Trecho para ler:
....

CADE afirma que nunca se manifestou sobre neutralidade de rede

Em evento promovido em Brasília, representante do órgão explicou que o posicionamento sobre zero-rating se deu em um caso específico e apenas a partir da perspectiva da concorrência

O Conselho Administrativo de Defesa Econômica (CADE) tomou uma decisão sobre apenas um caso específico de prática de zero-rating das operadoras de telecomunicações e da perspectiva exclusiva da concorrência mas não quanto à neutralidade de rede, frisou Cristiane Albuquerque, coordenadora-geral de análise antitruste, responsável pela nota técnica sobre zero-rating de redes sociais no caso de inquérito administrativo movido por denúncia da Proteste contra Vivo, Oi, Claro e TIM. Durante debate sobre neutralidade de rede nesta terça-feira (6), realizada na Semana de Política de Tecnologia de Brasília, Abuquerque refutou afirmações de que o CADE teria tomado uma decisão sobre neutralidade de rede, como afirmaram alguns veículos à época, e frisou que mesmo a questão concorrencial não está fechada e será analisada caso a caso.

....

Material fornecido:
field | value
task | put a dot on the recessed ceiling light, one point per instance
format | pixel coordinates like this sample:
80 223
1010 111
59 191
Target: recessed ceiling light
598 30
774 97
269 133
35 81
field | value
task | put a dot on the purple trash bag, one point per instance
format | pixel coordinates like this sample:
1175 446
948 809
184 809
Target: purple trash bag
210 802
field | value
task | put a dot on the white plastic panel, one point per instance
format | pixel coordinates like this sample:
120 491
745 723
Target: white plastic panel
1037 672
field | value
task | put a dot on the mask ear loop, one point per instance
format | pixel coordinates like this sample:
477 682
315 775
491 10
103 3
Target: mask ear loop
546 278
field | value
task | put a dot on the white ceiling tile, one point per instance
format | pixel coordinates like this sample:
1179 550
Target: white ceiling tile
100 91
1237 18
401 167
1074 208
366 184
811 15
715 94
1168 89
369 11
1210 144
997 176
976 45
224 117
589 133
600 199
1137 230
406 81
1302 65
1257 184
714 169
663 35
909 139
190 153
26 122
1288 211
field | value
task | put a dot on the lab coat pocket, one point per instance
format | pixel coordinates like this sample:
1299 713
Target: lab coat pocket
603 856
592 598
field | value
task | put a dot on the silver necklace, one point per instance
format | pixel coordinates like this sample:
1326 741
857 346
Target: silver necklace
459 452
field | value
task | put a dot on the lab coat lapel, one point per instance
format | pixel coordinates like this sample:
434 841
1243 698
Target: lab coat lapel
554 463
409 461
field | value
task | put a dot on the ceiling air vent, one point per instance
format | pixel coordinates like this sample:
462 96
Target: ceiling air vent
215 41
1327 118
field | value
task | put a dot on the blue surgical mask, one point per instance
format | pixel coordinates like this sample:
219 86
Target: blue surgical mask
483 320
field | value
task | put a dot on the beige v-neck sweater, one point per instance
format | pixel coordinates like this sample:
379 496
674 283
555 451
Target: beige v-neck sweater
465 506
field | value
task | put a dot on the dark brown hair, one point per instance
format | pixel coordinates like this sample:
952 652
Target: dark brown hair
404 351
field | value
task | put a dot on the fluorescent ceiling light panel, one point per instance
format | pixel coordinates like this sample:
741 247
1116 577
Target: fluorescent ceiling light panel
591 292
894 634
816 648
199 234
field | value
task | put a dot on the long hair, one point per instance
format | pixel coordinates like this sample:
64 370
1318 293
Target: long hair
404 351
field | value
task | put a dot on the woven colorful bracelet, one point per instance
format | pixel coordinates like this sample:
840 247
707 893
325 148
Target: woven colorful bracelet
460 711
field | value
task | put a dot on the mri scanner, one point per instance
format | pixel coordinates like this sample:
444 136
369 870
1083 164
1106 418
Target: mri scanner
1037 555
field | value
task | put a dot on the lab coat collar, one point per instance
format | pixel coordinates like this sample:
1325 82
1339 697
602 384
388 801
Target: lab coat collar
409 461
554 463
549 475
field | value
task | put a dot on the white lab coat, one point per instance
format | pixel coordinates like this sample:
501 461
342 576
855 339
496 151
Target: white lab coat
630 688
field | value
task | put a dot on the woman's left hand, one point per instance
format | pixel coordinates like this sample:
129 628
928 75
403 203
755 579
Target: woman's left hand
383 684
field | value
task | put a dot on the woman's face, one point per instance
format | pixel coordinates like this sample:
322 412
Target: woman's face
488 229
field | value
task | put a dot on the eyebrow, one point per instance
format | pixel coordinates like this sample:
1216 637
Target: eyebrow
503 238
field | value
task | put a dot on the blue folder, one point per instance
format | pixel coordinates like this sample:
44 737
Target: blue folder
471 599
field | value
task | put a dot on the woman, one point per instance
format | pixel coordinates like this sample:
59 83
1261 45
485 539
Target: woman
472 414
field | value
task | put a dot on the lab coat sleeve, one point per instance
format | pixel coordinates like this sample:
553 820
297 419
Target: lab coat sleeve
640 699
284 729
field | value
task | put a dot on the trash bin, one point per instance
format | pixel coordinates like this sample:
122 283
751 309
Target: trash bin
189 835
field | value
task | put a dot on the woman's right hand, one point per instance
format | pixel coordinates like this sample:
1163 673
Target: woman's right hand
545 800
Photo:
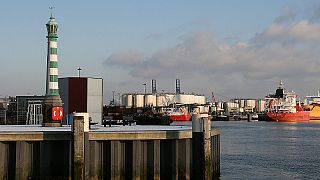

....

O que se pede:
1 – Liste todas as operadoras de telecomunicações que a notícia sobre o CADE aponta como alvo da denúncia da Proteste.
2 – Reúna todas as linhas dos registros que contêm a palavra "eyebrow". Maiúsculas e minúsculas fazem diferença.

Respostas completas:
1 – Vivo, Oi, Claro e TIM.

2 –
task | put a dot on the eyebrow, one point per instance
Target: eyebrow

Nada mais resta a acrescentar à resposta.